Tulis ulang bagian tulisan tentang loyalitas karyawan yang diawali kata-kata "Saya tertegun sejenak" dan diakhiri "karyawan loyal ?", dengan menukar "mobil" menjadi "bus".

- **KUTIPAN UNTUK DIBACA**
---

Jumat, 31 Januari 2014

Loyalitas Karyawan

Beberapa waktu yang lalu ketika saya sedang mendiskusikan program loyalti untuk suatu produk, tiba-tiba salah seorang teman saya dari bagian sumber daya manusia mengajukan ide untuk mendisain program loyalti untuk karyawan perusahaan dimana saya bekerja.

Saya yang sedang berdiskui mengenai program loyalti tertegun sebentar sebelum mengajukan pertanyaan mendasar,'kenapa mendadak ingin mengadakan program tersebut.'

Saya tahu bahwa program loyalti tidak terbatas untuk konsumen saja tetapi juga bisa diterapkan pada karyawan suatu perusahan, tetapi tentu saja jenis program tersebut bukan poin reward, karena prinsip dari poin reward adalah memberikan reward kepada konsumen terhadap barang yang dibeli sehingga nantinya si konsumen - jika tertarik disamping senang menggunakan produk tersebut - diharapkan akan kembali lagi membeli produk tersebut dan tidak pindah ke lain hati.

Sementara untuk karyawan, tidak ada barang yang dibeli dari perusahaan. Justru karyawan itulah yang memberikan sesuatu atau dengan kata lain menjual pikiran dan tenaganya kepada perusahaan dan sebagai alat pembayarnya perusahaan tersebut memberikan gaji.

Nah, kembali ke topik alasan ingin mengadakan program poin reward tersebut, si rekan saya yang dari sumber daya manusia itu, tanpa jeda langsung menimpali pertanyaan saya. Katanya, program poin reward itu keliatannya ide menarik agar karyawan loyal bekerja di perusahaan tempat kita bekerja.

Saya tertegun sejenak sebelum mengeluarkan jurus senyum saya yang tidak pernah berhasil membuat atasan saya bertekut-lutut dan mengeluarkan kalimat ampuh saya, "Hah ? Gak salah tuh ? Kok poin reward sih ? Naikin aja gaji karyawan setiap kali, nanti juga loyal."

Tetapi kemudian - saat mobil saya terjebak macet - tiba-tiba ingatan saya kembali lagi ke percakapan dengan si rekan sumber daya manusia tadi.

Kalau nanti ternyata tiba-tiba si Presiden Direktur dari komunitas sableng ini tiba-tiba setuju, lalu apa kriteria pengumpulan poinnya ? Apa iya program poin reward pasti bisa membuat karyawan loyal ?

Ide untuk membuat karyawan loyal pada perusahaannya tentu saja suatu usaha yang patut mendapat acungan jempol. Tapi kenapa berpikirnya rumit sekali ya ?

---

- **INFORMASI YANG DITAMPILKAN**
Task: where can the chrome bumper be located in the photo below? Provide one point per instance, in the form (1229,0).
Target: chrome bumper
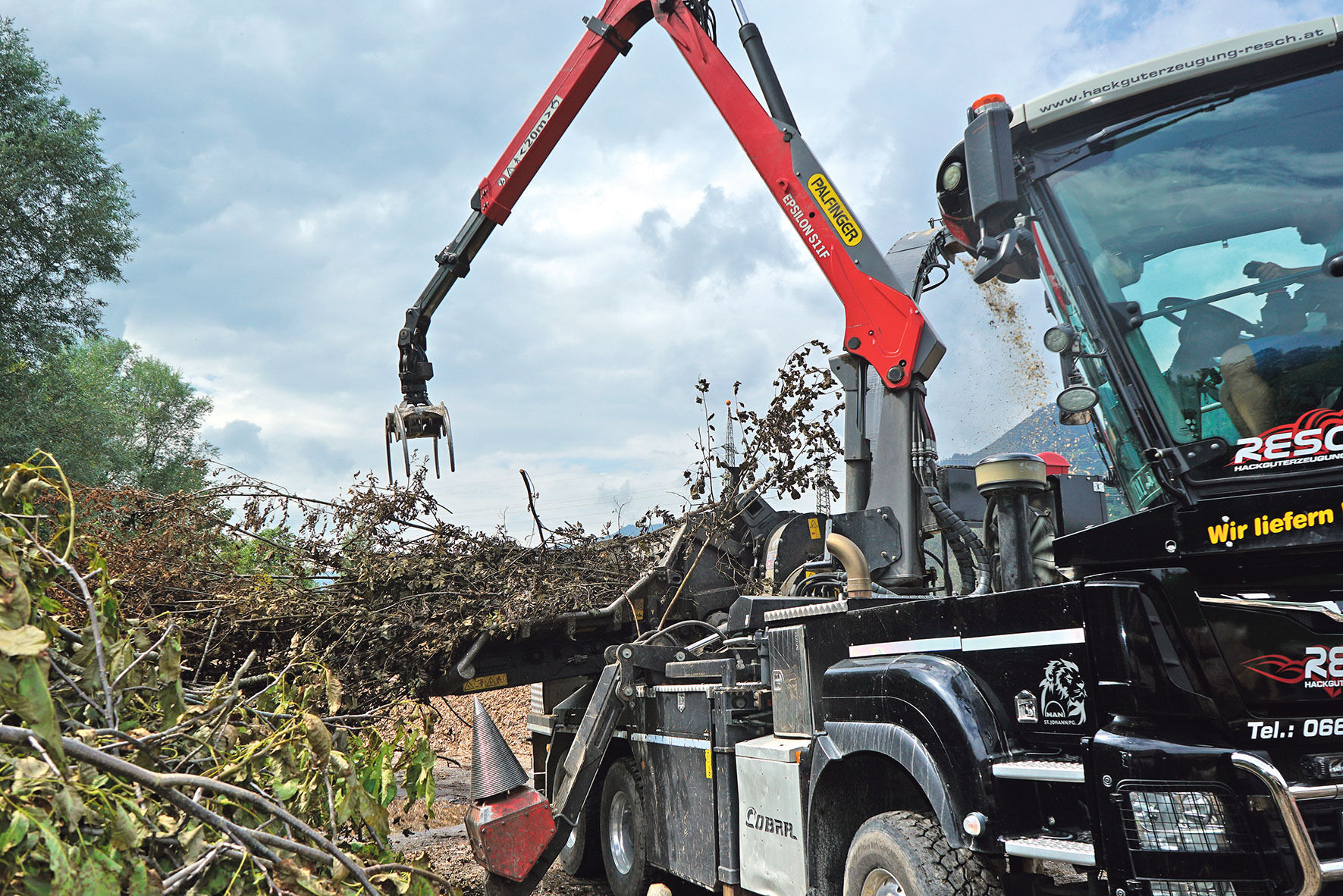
(1313,872)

---

- **JAWABAN DI BAWAH**
Saya tertegun sejenak sebelum mengeluarkan jurus senyum saya yang tidak pernah berhasil membuat atasan saya bertekut-lutut dan mengeluarkan kalimat ampuh saya, "Hah ? Gak salah tuh ? Kok poin reward sih ? Naikin aja gaji karyawan setiap kali, nanti juga loyal."

Tetapi kemudian - saat bus saya terjebak macet - tiba-tiba ingatan saya kembali lagi ke percakapan dengan si rekan sumber daya manusia tadi.

Kalau nanti ternyata tiba-tiba si Presiden Direktur dari komunitas sableng ini tiba-tiba setuju, lalu apa kriteria pengumpulan poinnya ? Apa iya program poin reward pasti bisa membuat karyawan loyal ?